_ASSIGNMENT_. Every record that follows must be duplicated exactly, with images left out.

_SOURCE MATERIAL_.
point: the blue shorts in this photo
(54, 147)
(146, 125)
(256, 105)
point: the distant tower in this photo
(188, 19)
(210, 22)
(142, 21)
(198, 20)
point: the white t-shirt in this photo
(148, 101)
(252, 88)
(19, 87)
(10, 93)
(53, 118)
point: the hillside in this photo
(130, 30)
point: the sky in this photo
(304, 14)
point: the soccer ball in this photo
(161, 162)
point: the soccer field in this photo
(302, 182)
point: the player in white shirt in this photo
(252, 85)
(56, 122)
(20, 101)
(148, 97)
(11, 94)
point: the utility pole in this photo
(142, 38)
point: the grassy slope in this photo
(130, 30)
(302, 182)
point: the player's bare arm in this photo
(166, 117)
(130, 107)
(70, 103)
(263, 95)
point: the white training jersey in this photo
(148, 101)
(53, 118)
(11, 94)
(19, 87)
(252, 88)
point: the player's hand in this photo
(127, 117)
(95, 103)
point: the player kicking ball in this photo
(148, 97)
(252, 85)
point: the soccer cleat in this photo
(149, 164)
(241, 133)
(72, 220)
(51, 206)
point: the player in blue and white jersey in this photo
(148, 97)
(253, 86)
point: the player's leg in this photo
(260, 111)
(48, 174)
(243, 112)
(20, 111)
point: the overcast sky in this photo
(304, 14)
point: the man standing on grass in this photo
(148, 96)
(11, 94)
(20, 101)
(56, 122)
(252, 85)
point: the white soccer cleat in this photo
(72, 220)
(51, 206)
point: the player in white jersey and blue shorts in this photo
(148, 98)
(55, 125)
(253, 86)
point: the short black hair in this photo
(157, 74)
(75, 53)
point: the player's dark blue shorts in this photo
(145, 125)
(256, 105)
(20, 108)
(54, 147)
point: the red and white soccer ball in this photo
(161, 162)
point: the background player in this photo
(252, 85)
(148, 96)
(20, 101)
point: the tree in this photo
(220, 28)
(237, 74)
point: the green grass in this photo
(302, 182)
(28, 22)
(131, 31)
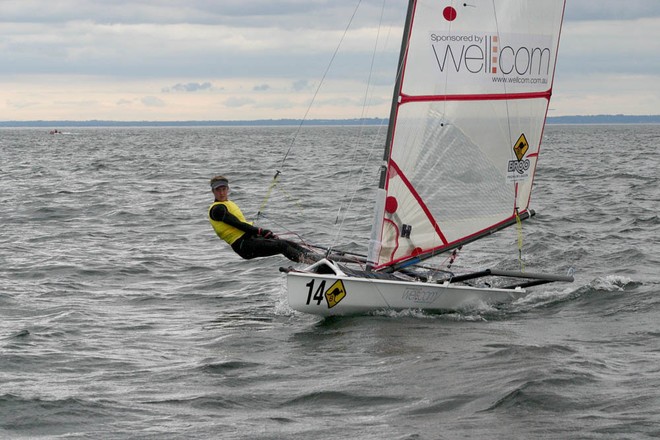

_TASK SOLUTION_.
point: the blue shorts in this photo
(54, 147)
(146, 125)
(256, 105)
point: the distant tower in this photo
(188, 19)
(210, 22)
(142, 21)
(198, 20)
point: the white t-shirt in this photo
(148, 101)
(252, 88)
(19, 87)
(10, 93)
(53, 118)
point: the hillside in this photo
(130, 30)
point: the sky in this photo
(304, 14)
point: the soccer ball in this photo
(161, 162)
point: the soccer field in this photo
(302, 182)
point: the player in white shirt in this photo
(252, 85)
(56, 122)
(20, 101)
(148, 97)
(11, 94)
point: the utility pole in this photo
(142, 38)
point: the grassy slope in this photo
(130, 30)
(302, 182)
point: the player's bare arm in this photo
(166, 117)
(130, 107)
(70, 103)
(263, 95)
point: the white training jersey in this photo
(148, 101)
(53, 118)
(11, 94)
(19, 87)
(252, 88)
point: the player's hand in this photo
(127, 117)
(95, 103)
point: the player kicking ball in this photo
(148, 97)
(252, 85)
point: the soccer cleat in this photo
(149, 164)
(241, 133)
(72, 220)
(51, 206)
point: the player in blue and white jersey in this photo
(148, 97)
(253, 86)
point: the player's leg in this photo
(260, 111)
(48, 174)
(243, 112)
(20, 111)
point: the overcast sky in this photo
(304, 14)
point: the man standing on grass in this photo
(148, 96)
(11, 94)
(20, 101)
(56, 122)
(252, 85)
point: the white soccer cleat in this photo
(72, 220)
(51, 206)
point: the player in white jersey and blue shorts in this photo
(148, 98)
(55, 125)
(253, 86)
point: the short black hair in this photo
(157, 74)
(75, 53)
point: the player's dark blue shorts in this photo
(145, 125)
(256, 105)
(20, 108)
(54, 147)
point: the red and white soccer ball in this photo
(161, 162)
point: the background player in this photo
(252, 85)
(148, 96)
(20, 101)
point: the tree in this photo
(220, 28)
(237, 74)
point: the green grass in this photo
(302, 182)
(28, 22)
(131, 31)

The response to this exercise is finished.